### Brano fornito

Come in una preziosa variante del “cortegiano” di Baldassar Castiglione (descrizione del perfetto artista rinascimentale), Michele Barchi suona, concerta, dipinge, costruisce strumenti musicali. Non canta, non recita, non balla. È uno dei più grandi clavicembalisti italiani, la razza dei Dantone Bonizzoni Baiano. Subito si schermisce: «Non facciamo classifiche. Io appartengo a una diversa tipologia di musico». Ha suonato per molti anni nel più rivoluzionario ensemble di musica barocca di fine secolo, Il Giardino Armonico, poi ha deciso di percorrere strade più libere e innovative. Oggi è la mente del gruppo Brixia Musicalis e della rassegna concertistica Nuove Settimane di musica barocca. Possiede molte anime, cento talenti. Non chiamatelo al cellulare quando è in casa, «il cliente è irraggiungibile»; Michele Barchi vive immerso nella pianura di Pralboino, in un ex convento dalle enormi pareti di pietra. Naturalmente restaurato e affrescato dalle sue mani nodose. Homo faber, che agisce perché mosso da necessità interiore, che intende il fare artistico finalizzato all’essere, secondo l’insegnamento della Scolastica: Ars est recta ratio factibilum.
Michele Barchi suona di tutto, principalmente da Trabaci a Mozart, «ma in pubblico affronto solo il Settecento», precisa. «Questa musica comunica una necessità di pulizia e trasparenza che non stancano mai», riassume. Al diploma di clavicembalo (conseguito da autodidatta), imbarazza la commissione perché chiede di realizzare estemporaneamente il basso continuo, senza la preventiva ora solitaria di studio. Niente da fare. Lo rinchiudono nell’aula, come recita il regolamento. Lui esce col capo chino e suona tutto al volo, occhi socchiusi, mascella sprezzante.

######
### Elenco estratto

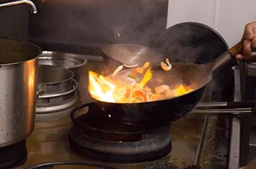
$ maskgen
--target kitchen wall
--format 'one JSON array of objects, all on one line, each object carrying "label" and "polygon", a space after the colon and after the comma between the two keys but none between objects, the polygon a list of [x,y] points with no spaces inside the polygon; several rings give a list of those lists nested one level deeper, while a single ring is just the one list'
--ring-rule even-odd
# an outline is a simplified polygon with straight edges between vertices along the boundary
[{"label": "kitchen wall", "polygon": [[182,22],[204,23],[230,47],[240,40],[247,23],[256,20],[255,0],[169,0],[167,28]]}]

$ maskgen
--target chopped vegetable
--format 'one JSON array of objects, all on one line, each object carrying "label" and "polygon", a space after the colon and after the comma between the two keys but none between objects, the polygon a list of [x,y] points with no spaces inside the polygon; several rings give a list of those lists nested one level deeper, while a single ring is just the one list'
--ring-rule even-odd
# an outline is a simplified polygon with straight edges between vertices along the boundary
[{"label": "chopped vegetable", "polygon": [[142,91],[139,91],[139,90],[135,91],[134,92],[134,96],[136,98],[142,98],[143,101],[147,101],[146,95]]},{"label": "chopped vegetable", "polygon": [[151,68],[149,67],[149,68],[147,69],[147,71],[145,73],[142,80],[139,83],[140,85],[142,86],[145,86],[149,80],[151,80],[152,77],[152,73],[151,73]]},{"label": "chopped vegetable", "polygon": [[143,74],[146,68],[148,68],[150,65],[150,63],[148,62],[145,62],[145,64],[143,65],[142,67],[139,67],[137,68],[137,71],[139,73],[139,74]]},{"label": "chopped vegetable", "polygon": [[161,85],[154,88],[154,91],[156,91],[157,94],[160,94],[168,89],[169,89],[169,87],[167,85]]},{"label": "chopped vegetable", "polygon": [[137,74],[136,69],[136,68],[133,68],[132,72],[131,72],[131,75],[135,77],[135,76],[136,76],[136,74]]},{"label": "chopped vegetable", "polygon": [[161,68],[166,71],[170,71],[172,68],[168,58],[166,59],[166,62],[161,62],[160,65],[161,65]]},{"label": "chopped vegetable", "polygon": [[114,77],[119,71],[123,68],[123,65],[118,66],[114,71],[112,76]]},{"label": "chopped vegetable", "polygon": [[128,68],[133,68],[137,67],[139,65],[139,64],[136,63],[135,65],[127,65],[127,64],[123,63],[123,65],[124,65],[125,67],[126,67]]},{"label": "chopped vegetable", "polygon": [[133,75],[130,74],[127,75],[127,77],[131,78],[131,79],[133,79],[133,80],[137,80],[137,79],[138,79],[136,77],[133,76]]}]

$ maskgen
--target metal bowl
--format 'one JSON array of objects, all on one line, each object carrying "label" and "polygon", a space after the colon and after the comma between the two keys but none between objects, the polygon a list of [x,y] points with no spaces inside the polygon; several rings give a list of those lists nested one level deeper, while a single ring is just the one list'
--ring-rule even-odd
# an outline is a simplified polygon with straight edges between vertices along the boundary
[{"label": "metal bowl", "polygon": [[38,98],[53,97],[73,89],[72,71],[56,66],[39,65],[38,69]]},{"label": "metal bowl", "polygon": [[85,65],[87,59],[85,55],[62,53],[57,51],[43,51],[39,56],[39,65],[47,65],[61,67],[72,71],[74,79],[78,83],[78,95],[80,99],[87,95],[87,77]]}]

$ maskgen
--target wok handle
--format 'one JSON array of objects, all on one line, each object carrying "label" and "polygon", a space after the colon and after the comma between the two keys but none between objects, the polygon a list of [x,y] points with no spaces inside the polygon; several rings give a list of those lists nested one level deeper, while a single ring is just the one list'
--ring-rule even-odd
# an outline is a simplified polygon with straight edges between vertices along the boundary
[{"label": "wok handle", "polygon": [[240,54],[242,53],[243,49],[243,41],[242,40],[236,44],[235,44],[233,47],[231,47],[228,53],[231,55],[231,56],[235,56],[237,54]]},{"label": "wok handle", "polygon": [[221,65],[223,65],[227,62],[229,62],[230,60],[232,60],[232,59],[235,60],[234,56],[236,54],[242,53],[242,48],[243,48],[242,45],[243,45],[243,42],[242,41],[241,41],[236,44],[235,44],[230,50],[224,52],[219,57],[218,57],[212,63],[212,71],[215,71]]},{"label": "wok handle", "polygon": [[255,104],[253,101],[230,101],[230,102],[209,102],[199,103],[197,109],[211,109],[211,108],[248,108],[254,107]]}]

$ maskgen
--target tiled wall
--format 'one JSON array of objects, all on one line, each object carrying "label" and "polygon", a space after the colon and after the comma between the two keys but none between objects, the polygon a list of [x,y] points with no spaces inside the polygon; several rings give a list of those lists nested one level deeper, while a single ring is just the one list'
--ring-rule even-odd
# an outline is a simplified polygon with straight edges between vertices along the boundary
[{"label": "tiled wall", "polygon": [[255,0],[169,0],[167,28],[182,22],[198,22],[217,30],[231,47],[247,23],[256,20]]}]

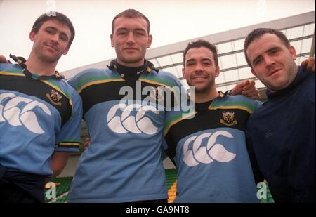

######

Esercizio
Estrai, senza alcuna modifica, il tratto del brano su Michele Barchi che si apre con le parole contenenti «Michele Barchi suona di» e termina con «socchiusi, mascella sprezzante.».

Risposta all'esercizio
Michele Barchi suona di tutto, principalmente da Trabaci a Mozart, «ma in pubblico affronto solo il Settecento», precisa. «Questa musica comunica una necessità di pulizia e trasparenza che non stancano mai», riassume. Al diploma di clavicembalo (conseguito da autodidatta), imbarazza la commissione perché chiede di realizzare estemporaneamente il basso continuo, senza la preventiva ora solitaria di studio. Niente da fare. Lo rinchiudono nell’aula, come recita il regolamento. Lui esce col capo chino e suona tutto al volo, occhi socchiusi, mascella sprezzante.